*** AVAILABLE DATA

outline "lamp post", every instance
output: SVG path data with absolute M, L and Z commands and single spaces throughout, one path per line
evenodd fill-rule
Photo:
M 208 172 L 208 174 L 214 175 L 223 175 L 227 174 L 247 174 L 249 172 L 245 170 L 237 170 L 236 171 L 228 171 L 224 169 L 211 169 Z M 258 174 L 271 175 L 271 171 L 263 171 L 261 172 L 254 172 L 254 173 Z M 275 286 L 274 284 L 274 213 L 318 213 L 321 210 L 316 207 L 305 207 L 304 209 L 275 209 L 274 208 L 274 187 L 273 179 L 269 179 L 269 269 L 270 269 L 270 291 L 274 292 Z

******
*** AVAILABLE DATA

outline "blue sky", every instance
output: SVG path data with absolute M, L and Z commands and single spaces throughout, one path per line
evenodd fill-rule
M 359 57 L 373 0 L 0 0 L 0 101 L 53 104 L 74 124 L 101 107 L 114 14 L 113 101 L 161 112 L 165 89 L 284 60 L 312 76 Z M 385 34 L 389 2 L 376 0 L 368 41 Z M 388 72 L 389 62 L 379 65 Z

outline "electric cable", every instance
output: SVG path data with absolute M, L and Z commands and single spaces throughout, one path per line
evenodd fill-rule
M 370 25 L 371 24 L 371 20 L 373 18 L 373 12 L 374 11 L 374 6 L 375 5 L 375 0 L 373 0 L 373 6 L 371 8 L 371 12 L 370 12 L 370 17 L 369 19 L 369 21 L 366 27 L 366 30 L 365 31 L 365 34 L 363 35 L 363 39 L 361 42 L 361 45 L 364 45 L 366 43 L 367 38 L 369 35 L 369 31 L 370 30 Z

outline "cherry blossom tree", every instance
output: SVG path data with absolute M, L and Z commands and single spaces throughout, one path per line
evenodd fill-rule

******
*** AVAILABLE DATA

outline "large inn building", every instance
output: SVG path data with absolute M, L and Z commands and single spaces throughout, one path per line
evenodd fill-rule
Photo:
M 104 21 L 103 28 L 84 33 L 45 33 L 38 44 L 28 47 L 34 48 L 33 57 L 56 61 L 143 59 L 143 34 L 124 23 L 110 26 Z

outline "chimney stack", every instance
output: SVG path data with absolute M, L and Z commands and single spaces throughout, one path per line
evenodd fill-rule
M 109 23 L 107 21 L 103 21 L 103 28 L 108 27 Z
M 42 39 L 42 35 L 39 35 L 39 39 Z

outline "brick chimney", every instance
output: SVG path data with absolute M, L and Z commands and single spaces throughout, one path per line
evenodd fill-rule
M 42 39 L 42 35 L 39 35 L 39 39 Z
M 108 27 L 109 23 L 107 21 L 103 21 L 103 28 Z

******

AIM OF THE TASK: Please locate each line in the items that contains the word "every" and copy those lines out in full.

THE OUTPUT:
outline "lamp post", every instance
outline "blue sky", every instance
outline "electric cable", every instance
outline "cherry blossom tree", every instance
outline "large inn building", every instance
outline "chimney stack", every instance
outline "brick chimney", every instance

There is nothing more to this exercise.